━━━━━ Text shown

By definition, the very aim of terrorism is to promote terror. Generally speaking, the more in depth definition of terrorism defines it as the use of violence, usually against civilians, in order to achieve a political objective. While things like protests can also be used as a tool to achieve a political objective, terrorism is different in that the acts always involve either the threat of, or actual violence.
The issue with being able to properly define terrorism comes from the lack of global agreement on what terrorism actually is. Many groups are defined by their governments as terrorists, while supporters of those groups may claim that their use of violent measures to achieve their objective is merely to overthrow an oppressive or unjust government or regime. These people will label themselves freedom fighters rather than terrorists and this rings true to the saying “one man’s terrorist is another man’s freedom fighter”.
There are, of course, those political groups which do attach the label of terrorist to themselves as well.
History of Terrorism
Terrorism has a long history throughout the world. It has been practiced by large governments as a means of suppressing their opposition, and it has also been practiced by small groups of individuals as a means of attacking the governments they despise and wish to overthrow.

━━━━━━━━━━
━━━━━ Material to process

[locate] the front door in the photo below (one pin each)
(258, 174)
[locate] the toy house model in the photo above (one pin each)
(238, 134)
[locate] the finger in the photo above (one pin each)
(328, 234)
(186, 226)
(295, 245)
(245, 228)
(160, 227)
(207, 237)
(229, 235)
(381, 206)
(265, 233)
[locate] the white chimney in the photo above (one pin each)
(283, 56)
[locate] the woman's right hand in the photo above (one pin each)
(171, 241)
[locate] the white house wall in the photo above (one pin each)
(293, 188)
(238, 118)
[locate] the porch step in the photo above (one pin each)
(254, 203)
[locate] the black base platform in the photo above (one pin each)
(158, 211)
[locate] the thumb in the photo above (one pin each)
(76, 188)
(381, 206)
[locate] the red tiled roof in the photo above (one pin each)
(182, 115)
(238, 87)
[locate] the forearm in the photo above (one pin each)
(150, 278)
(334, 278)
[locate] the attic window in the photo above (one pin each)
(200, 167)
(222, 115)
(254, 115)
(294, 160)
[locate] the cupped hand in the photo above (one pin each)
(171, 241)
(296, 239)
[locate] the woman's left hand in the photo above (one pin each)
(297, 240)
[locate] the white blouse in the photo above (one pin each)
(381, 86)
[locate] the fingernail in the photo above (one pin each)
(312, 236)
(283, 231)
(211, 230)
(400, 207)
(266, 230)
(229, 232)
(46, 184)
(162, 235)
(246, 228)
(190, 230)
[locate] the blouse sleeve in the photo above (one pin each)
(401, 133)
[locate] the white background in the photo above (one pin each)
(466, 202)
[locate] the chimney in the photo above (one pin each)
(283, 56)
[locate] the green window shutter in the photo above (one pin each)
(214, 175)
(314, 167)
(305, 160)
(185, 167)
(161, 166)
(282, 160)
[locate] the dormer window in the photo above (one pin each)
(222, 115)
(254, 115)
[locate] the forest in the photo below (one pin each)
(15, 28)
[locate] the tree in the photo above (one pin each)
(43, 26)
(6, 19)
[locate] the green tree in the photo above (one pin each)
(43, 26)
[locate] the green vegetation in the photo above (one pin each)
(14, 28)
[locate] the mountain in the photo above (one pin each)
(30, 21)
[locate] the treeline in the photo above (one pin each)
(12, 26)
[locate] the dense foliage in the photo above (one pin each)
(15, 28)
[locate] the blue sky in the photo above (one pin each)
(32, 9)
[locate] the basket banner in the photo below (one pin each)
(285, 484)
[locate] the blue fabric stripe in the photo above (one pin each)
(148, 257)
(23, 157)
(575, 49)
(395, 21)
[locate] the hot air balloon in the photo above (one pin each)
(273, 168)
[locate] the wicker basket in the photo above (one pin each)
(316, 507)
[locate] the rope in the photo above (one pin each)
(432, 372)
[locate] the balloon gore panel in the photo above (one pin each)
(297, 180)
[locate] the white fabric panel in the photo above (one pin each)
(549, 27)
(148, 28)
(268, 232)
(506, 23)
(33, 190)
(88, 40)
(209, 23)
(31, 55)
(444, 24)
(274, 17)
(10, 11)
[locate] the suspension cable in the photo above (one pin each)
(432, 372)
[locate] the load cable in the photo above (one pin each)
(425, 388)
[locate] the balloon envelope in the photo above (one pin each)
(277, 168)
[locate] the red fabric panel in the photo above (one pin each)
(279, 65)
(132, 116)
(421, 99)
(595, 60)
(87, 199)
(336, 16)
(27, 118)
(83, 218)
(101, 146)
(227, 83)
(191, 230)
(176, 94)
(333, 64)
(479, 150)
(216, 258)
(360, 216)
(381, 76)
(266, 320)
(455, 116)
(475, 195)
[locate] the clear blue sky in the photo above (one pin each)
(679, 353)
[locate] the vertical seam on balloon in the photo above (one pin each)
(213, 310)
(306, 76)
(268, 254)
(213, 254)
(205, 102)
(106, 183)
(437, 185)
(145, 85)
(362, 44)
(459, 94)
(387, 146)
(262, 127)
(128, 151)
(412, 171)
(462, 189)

━━━━━━━━━━

-- Challenges --
A - Decide whether each statement below agrees with the text on terrorism. For each, answer yes or no and quote the words of the text that settle it.
(i) Terrorism is described as the use of violence, usually against civilians, to reach a political objective.
(ii) There is global agreement on what terrorism actually is.
(iii) Terrorism has been practiced only by small groups of individuals.
B - Update the dataset rows starting at the line containing "[locate] the load" and ending at the last row. Replace "balloon" with "hot-air balloon" and leave everything else unchanged. Give only those rows.

-- List of solutions --
A -
(i) Yes: "the use of violence, usually against civilians, in order to achieve a political objective"
(ii) No: "the lack of global agreement on what terrorism actually is"
(iii) No: "It has been practiced by large governments as a means of suppressing their opposition"

B -
[locate] the load cable in the photo above (one pin each)
(425, 388)
[locate] the hot-air balloon envelope in the photo above (one pin each)
(277, 168)
[locate] the red fabric panel in the photo above (one pin each)
(279, 65)
(132, 116)
(421, 99)
(595, 60)
(87, 199)
(336, 16)
(27, 118)
(83, 218)
(101, 146)
(227, 83)
(191, 230)
(176, 94)
(333, 64)
(479, 150)
(216, 258)
(360, 216)
(381, 76)
(266, 320)
(455, 116)
(475, 195)
[locate] the clear blue sky in the photo above (one pin each)
(679, 353)
[locate] the vertical seam on hot-air balloon in the photo above (one pin each)
(213, 310)
(306, 76)
(268, 254)
(213, 254)
(205, 102)
(106, 183)
(437, 185)
(145, 85)
(362, 44)
(459, 94)
(387, 146)
(262, 127)
(128, 151)
(412, 171)
(462, 189)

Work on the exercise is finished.